Start of SOURCE RECORDS

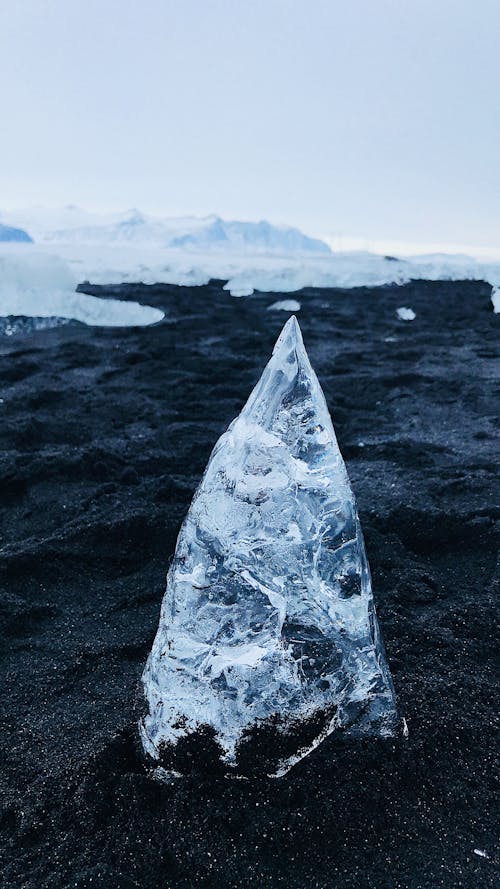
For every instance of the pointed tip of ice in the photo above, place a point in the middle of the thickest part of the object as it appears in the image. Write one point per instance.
(290, 336)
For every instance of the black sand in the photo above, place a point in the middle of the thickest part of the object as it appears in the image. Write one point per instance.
(104, 436)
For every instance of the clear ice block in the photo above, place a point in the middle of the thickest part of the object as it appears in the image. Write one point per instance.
(268, 617)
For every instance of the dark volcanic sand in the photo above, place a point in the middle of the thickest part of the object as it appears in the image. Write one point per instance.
(104, 436)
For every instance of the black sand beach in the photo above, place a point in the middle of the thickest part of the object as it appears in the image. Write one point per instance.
(104, 436)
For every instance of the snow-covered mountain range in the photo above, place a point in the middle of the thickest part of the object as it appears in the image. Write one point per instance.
(72, 246)
(72, 225)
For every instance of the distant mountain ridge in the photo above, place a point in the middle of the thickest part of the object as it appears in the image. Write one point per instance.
(71, 225)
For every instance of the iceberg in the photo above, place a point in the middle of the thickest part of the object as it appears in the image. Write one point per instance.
(268, 636)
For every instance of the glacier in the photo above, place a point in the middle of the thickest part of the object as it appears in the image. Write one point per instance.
(37, 285)
(268, 618)
(134, 247)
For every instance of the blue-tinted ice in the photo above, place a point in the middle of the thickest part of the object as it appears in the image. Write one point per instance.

End of SOURCE RECORDS

Begin with the line containing "For every instance of the black sand beach" and repeat each line exactly until the records above end.

For every instance of the black sand beach in the photo above, place a point in the middle of the thickest part of the object as it appears in the image. Write one point per instance.
(104, 436)
For every instance of the snow-covered mountain range in the photo above, place a point in the middle of the thickest part of the object as it appears in the image. Write one point per instance.
(72, 246)
(72, 225)
For every instance of the distant mountain ridge in the photo above, place a point in the middle of the thickest part of the object as it appears in the image. Write one point per instance.
(71, 225)
For every instance of the iceberg in the photo above, place a point in the middle of the thickest part of the object as it appears in the image. Write one point per instance.
(268, 636)
For every instance of the glacier in the photo above, place a point in the middle of the thickest part of the object as it appears in the image. Write one point per instance.
(37, 285)
(268, 618)
(134, 247)
For every instance of the blue-tinted ice in the photo above, place a point in the middle of the thickest part of the object as it appears in the image. Write one point per instance.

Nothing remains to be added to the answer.